REQUESTS:
a) List every currency code that appears in the review of 2021.
b) Copy the passage of the review of 2021 between "Margin phase 5" and "a quick timeline...", inclusive.
c) Summarize the review of 2021 in two sentences.

Looking back on 2021, clearly LIBOR played a big part, ending not so much with a bang but a whimper. Year-end activities seem to have gone smoothly and we’re getting used to the new normal. ESG also dominated the agenda, and we expect to see this gain ever greater focus in the year ahead.
Margin phase 5 came and went, with many relying on threshold monitoring rather than repapering (a risk that will become ever more acute with the higher volumes in phase 6). The possible divisions in regulatory approach created by Brexit have not really manifested yet, though we are seeing the first signs of things to come in the consultations on MiFID2 and positioning on EUR clearing.
Read on to see the main themes we expect to see in 2022, starting with a quick timeline...
LIBOR: as we set-out in Going, going, gone before Christmas, 31 Dec saw LIBOR end except for USD; no new transactions in USD LIBOR in any asset class are permitted from 1 January 2022 except for derivatives for risk management of existing positions (see FCA prohibition statement), with USD LIBOR finally ceasing in June 2023; the FCA announcement permitting tough legacy transactions in GBP & JPY LIBOR to reference synthetic LIBOR rates has provided a welcome safety net for any positions that didn’t transition or fallback at year end, but it leaves a tail of trades still to deal with in 2022; EONIA also ceased publication on 3 January (but EURIBOR continues).

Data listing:
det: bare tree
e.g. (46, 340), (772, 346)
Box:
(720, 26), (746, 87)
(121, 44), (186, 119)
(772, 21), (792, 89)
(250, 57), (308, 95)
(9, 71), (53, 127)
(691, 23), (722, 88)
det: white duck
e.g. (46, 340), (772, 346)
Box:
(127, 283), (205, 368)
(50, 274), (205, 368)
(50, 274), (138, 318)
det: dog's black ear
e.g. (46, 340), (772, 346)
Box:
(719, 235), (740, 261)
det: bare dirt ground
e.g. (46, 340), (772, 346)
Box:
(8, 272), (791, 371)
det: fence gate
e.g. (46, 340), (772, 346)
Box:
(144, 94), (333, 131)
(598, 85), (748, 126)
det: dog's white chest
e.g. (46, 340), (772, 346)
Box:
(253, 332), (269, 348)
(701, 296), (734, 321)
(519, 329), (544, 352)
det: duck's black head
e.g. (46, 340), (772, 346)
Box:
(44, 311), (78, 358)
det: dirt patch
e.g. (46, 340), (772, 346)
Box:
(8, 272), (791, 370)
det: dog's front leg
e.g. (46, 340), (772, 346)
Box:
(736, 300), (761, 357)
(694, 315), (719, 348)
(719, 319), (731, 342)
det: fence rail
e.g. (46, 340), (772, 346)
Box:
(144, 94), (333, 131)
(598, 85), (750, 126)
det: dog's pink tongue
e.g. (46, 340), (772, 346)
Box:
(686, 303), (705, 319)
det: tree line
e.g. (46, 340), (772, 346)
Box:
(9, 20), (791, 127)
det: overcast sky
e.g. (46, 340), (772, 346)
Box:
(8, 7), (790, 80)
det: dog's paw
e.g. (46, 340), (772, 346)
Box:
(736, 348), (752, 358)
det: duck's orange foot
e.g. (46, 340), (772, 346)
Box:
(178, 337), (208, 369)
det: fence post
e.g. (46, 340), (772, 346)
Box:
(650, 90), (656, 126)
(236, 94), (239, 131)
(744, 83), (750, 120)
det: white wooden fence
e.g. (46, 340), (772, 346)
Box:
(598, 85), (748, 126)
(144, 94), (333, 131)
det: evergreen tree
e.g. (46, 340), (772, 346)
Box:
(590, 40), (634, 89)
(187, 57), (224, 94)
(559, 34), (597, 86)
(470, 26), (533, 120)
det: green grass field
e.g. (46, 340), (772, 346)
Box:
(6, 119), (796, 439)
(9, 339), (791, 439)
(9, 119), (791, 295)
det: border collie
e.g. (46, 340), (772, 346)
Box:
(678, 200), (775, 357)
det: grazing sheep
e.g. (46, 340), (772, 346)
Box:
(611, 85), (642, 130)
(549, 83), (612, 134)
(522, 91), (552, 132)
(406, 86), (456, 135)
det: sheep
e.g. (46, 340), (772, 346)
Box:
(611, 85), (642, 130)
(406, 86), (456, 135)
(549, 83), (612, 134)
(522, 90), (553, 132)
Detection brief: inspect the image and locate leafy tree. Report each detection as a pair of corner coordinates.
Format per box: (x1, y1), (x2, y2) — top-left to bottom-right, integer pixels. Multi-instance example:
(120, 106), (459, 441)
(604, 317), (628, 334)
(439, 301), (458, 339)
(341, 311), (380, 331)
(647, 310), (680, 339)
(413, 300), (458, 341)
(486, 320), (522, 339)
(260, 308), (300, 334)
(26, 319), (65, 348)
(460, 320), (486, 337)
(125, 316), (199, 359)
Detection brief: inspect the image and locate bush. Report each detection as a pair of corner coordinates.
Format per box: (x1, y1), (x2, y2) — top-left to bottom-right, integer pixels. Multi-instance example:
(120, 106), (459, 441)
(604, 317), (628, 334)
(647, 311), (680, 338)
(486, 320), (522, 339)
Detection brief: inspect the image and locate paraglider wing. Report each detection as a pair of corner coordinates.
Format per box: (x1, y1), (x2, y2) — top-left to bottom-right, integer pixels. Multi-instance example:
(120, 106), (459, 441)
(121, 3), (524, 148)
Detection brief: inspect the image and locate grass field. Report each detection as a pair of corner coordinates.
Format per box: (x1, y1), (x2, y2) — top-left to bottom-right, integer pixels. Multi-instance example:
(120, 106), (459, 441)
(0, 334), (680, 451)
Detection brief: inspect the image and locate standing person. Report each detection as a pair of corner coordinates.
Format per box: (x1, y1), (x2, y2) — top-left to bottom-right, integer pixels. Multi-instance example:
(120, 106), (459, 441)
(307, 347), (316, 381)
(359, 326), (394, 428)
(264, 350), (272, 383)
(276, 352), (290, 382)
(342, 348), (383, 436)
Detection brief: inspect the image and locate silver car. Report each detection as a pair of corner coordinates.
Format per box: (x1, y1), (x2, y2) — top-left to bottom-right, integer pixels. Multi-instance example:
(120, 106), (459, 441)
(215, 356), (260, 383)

TASK RESPONSES:
a) USD, GBP, JPY, EUR

b)
Margin phase 5 came and went, with many relying on threshold monitoring rather than repapering (a risk that will become ever more acute with the higher volumes in phase 6). The possible divisions in regulatory approach created by Brexit have not really manifested yet, though we are seeing the first signs of things to come in the consultations on MiFID2 and positioning on EUR clearing.
Read on to see the main themes we expect to see in 2022, starting with a quick timeline...

c) In 2021, LIBOR ended for every currency except USD, ESG dominated the agenda, and margin phase 5 passed with many firms relying on threshold monitoring instead of repapering. ESG is expected to gain greater focus in 2022, synthetic LIBOR rates give a safety net for tough legacy GBP and JPY trades, USD LIBOR ceases in June 2023, and the first signs of post-Brexit regulatory divergence are showing in the MiFID2 consultations and positioning on EUR clearing.